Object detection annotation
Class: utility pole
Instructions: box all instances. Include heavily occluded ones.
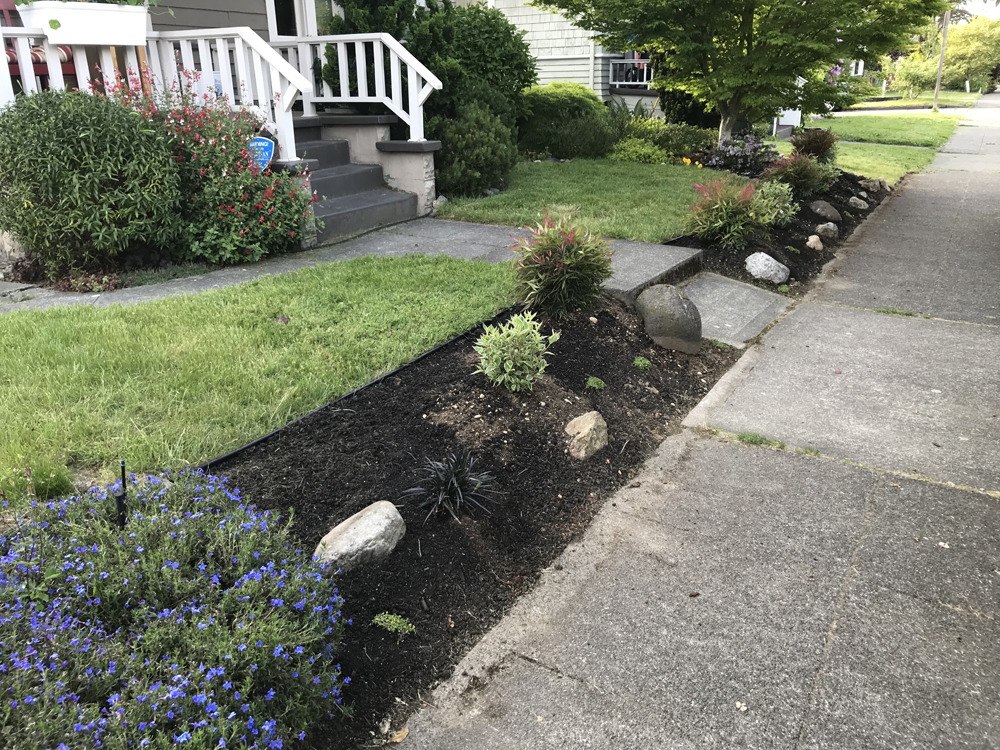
[933,7,951,112]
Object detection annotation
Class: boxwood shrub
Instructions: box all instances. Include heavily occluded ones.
[0,90,181,278]
[0,470,349,748]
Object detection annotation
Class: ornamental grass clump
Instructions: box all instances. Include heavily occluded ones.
[513,213,614,317]
[473,311,559,393]
[0,470,350,748]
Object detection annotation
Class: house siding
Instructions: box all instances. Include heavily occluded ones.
[495,0,621,99]
[150,0,270,39]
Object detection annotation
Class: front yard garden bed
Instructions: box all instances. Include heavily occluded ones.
[212,299,737,747]
[668,172,889,290]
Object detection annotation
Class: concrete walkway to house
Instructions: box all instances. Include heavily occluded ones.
[396,96,1000,750]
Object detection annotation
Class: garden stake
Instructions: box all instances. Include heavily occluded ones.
[115,459,128,529]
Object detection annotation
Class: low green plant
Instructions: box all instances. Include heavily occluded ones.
[0,469,349,749]
[0,89,181,279]
[761,154,840,200]
[473,311,559,393]
[608,138,670,164]
[403,448,493,523]
[687,175,769,251]
[513,213,614,317]
[791,128,837,164]
[372,612,417,643]
[751,181,799,227]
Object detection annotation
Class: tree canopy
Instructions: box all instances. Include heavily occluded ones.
[534,0,947,138]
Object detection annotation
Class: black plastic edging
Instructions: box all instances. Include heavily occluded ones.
[198,306,514,472]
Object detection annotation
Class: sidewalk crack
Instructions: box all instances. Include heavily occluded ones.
[795,476,883,750]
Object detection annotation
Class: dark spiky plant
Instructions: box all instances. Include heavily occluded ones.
[403,448,495,523]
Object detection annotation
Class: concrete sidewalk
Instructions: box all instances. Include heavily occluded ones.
[406,96,1000,750]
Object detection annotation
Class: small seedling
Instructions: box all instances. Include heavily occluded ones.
[372,612,417,643]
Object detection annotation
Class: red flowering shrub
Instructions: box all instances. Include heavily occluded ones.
[114,73,315,264]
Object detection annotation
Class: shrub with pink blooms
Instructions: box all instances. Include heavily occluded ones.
[514,213,614,317]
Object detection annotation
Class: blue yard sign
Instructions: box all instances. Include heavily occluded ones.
[250,135,274,172]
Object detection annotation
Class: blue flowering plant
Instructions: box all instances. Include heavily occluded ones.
[0,470,350,750]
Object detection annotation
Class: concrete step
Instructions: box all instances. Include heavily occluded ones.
[295,140,351,171]
[309,164,385,200]
[314,188,417,245]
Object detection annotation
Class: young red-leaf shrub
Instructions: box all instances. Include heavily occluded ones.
[113,74,316,264]
[687,175,768,250]
[0,470,350,748]
[513,212,614,317]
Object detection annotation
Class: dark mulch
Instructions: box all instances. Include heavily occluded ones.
[212,300,738,748]
[669,172,888,292]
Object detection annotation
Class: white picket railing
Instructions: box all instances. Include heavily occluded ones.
[0,27,313,162]
[272,34,442,141]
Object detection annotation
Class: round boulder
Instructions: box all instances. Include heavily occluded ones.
[315,500,406,570]
[744,253,789,284]
[809,201,844,224]
[815,221,840,240]
[635,284,701,354]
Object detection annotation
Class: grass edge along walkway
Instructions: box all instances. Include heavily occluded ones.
[0,256,514,497]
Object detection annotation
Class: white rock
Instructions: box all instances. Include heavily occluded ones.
[315,500,406,570]
[815,221,840,240]
[745,253,788,284]
[566,411,608,460]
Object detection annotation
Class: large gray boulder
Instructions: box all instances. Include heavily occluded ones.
[744,253,789,284]
[566,411,608,460]
[315,500,406,570]
[815,221,840,240]
[635,284,701,354]
[809,201,844,224]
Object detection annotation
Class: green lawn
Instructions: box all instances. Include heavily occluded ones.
[810,112,960,148]
[851,91,982,109]
[438,159,704,242]
[0,256,513,502]
[837,143,936,185]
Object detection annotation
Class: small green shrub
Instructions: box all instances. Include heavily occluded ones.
[403,448,493,523]
[791,128,837,164]
[687,175,768,250]
[0,470,348,749]
[761,154,840,199]
[513,213,614,317]
[753,180,799,227]
[610,138,670,164]
[519,81,610,158]
[473,312,559,393]
[0,89,181,278]
[372,612,417,643]
[435,102,517,195]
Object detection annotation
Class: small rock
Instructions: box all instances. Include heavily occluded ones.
[745,253,789,284]
[315,500,406,570]
[809,201,844,224]
[815,221,840,240]
[566,411,608,460]
[635,284,701,354]
[858,180,882,193]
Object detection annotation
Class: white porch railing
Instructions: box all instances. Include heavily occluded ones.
[0,27,313,161]
[610,60,653,89]
[273,34,442,141]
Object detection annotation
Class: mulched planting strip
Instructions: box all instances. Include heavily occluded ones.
[212,299,739,748]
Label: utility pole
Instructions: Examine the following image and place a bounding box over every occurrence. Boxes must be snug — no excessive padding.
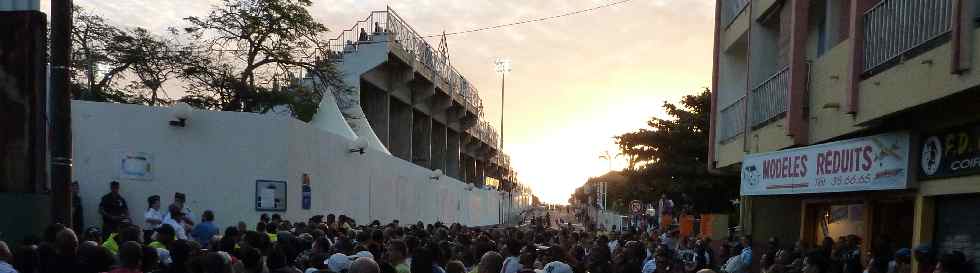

------

▸ **Instructions to follow**
Could you repeat every record above with "heavily occluded" swapped for "partly hidden" and nothing else changed, leaving the pictures out?

▸ **The reply**
Object detection annotation
Class: utility pole
Instructions: box all instances. Include partly hidden ones.
[933,7,951,112]
Object detection annotation
Class: boxwood shrub
Instructions: box all instances. Include partly hidden ones.
[0,90,181,278]
[0,470,349,748]
Object detection annotation
Class: ornamental grass clump
Instructions: box all instances. Include partly hidden ones.
[513,213,614,317]
[473,311,559,393]
[0,470,350,748]
Object detection annotation
Class: house siding
Instructions: box all instances. Include partly hidden ones.
[495,0,621,99]
[150,0,270,39]
Object detection annotation
Class: front yard garden bed
Instructions: box all instances. Include partly hidden ones.
[212,299,737,747]
[668,172,889,290]
Object detection annotation
Class: concrete walkway to house
Instructions: box all instances. Include partly hidden ones.
[396,96,1000,750]
Object detection annotation
Class: garden stake
Instructions: box all instances. Include partly hidden ones.
[115,459,128,529]
Object detection annotation
Class: low green plant
Instructions: box all instances. Include partly hidden ones.
[0,469,349,749]
[0,89,181,279]
[761,154,840,200]
[473,311,559,393]
[608,138,670,164]
[403,448,493,523]
[687,175,769,251]
[513,213,614,317]
[791,128,837,164]
[372,612,417,643]
[751,181,799,227]
Object detection annotation
Class: tree canopy
Instructions: box all instances. Include partly hidden ones.
[534,0,947,138]
Object detection annotation
Class: black plastic edging
Instructions: box all instances. Include partly hidden ones.
[198,306,514,472]
Object detection annotation
Class: sidewalk crack
Instructions: box all instances. Include partly hidden ones.
[795,476,883,750]
Object detection annotation
Class: dark spiky plant
Instructions: box all instances. Include partly hidden ones.
[403,448,495,523]
Object detection annotation
Class: concrete sidewalk
Instructions: box all instances. Include partly hidden ones.
[406,96,1000,750]
Object detection annotation
Class: small seedling
Instructions: box all instances. Include partly hidden ones.
[372,612,417,643]
Object detection annotation
Class: red flowering shrub
Instructions: box all instances. Include partly hidden ones.
[114,73,315,264]
Object detection annotation
Class: shrub with pink blooms
Instructions: box all instances. Include partly hidden ones.
[514,213,614,317]
Object detection annotation
Class: blue yard sign
Instructions: box all instances. Include partly hidden ones.
[250,135,274,172]
Object detection annotation
Class: blue flowering plant
Instructions: box all instances. Include partly hidden ones.
[0,470,350,750]
Object detection annotation
Class: concrete step
Instructions: box all instances. Include partly hidden ones.
[295,140,351,171]
[309,164,385,200]
[314,188,417,245]
Object detection annotation
Class: young red-leaf shrub
Instructions: box all instances. Include partly hidden ones.
[113,74,316,264]
[687,175,768,250]
[0,470,350,748]
[513,212,614,317]
Object detection annotation
Class: dark mulch
Instructions: box all instances. Include partly hidden ones.
[212,300,738,748]
[669,172,888,292]
Object detection annotation
Class: white picket railing
Instructions: box all instances. Include partly hidden ones.
[0,27,313,162]
[272,34,442,141]
Object detection annotation
Class: round boulder
Instructions: box all instances. Include partly hidden ones.
[315,500,406,570]
[744,253,789,284]
[809,201,844,224]
[815,221,840,240]
[635,284,701,354]
Object detection annotation
Class: grass edge along walkway
Instructions: box all instances. Include partly hidden ones.
[0,256,514,497]
Object detection annotation
Class: white rock
Instructions: box all instances. Include partly hidden ones.
[315,500,406,570]
[815,221,840,240]
[745,253,788,284]
[566,411,608,460]
Object detection annotation
Class: large gray boulder
Instructions: box all instances. Include partly hidden ones.
[744,253,789,284]
[566,411,608,460]
[315,500,406,570]
[815,221,840,240]
[635,284,701,354]
[809,201,844,224]
Object detection annotation
Class: green lawn
Instructions: box all instances. Include partly hidden ones.
[810,112,960,148]
[851,91,982,109]
[438,159,704,242]
[0,256,513,502]
[837,143,936,185]
Object detection annotation
Class: small green shrub
Instructions: box all instances. Include partly hidden ones.
[403,448,493,523]
[791,128,837,164]
[687,175,768,250]
[0,470,348,749]
[761,154,840,199]
[513,213,614,317]
[753,180,799,227]
[610,138,670,164]
[519,81,610,158]
[473,312,559,393]
[0,89,181,278]
[372,612,417,643]
[435,102,517,195]
Object detection annotation
Class: small rock
Instructions: box all instances. Include partly hidden ones.
[745,253,789,284]
[315,500,406,570]
[809,201,844,224]
[815,221,840,240]
[566,411,608,460]
[635,284,701,354]
[858,180,882,193]
Object detection annotation
Class: white porch railing
Instructions: box all instances. Include partly hidden ones.
[0,27,313,161]
[610,60,653,89]
[273,34,442,141]
Object detection annotation
Class: mulched planting strip
Instructions: box all instances. Include partly hidden ones.
[212,299,739,748]
Label: utility pole
Instructions: Examine the following image and place a bounding box over every occurrence. Boxes must be snug — no excessive padding.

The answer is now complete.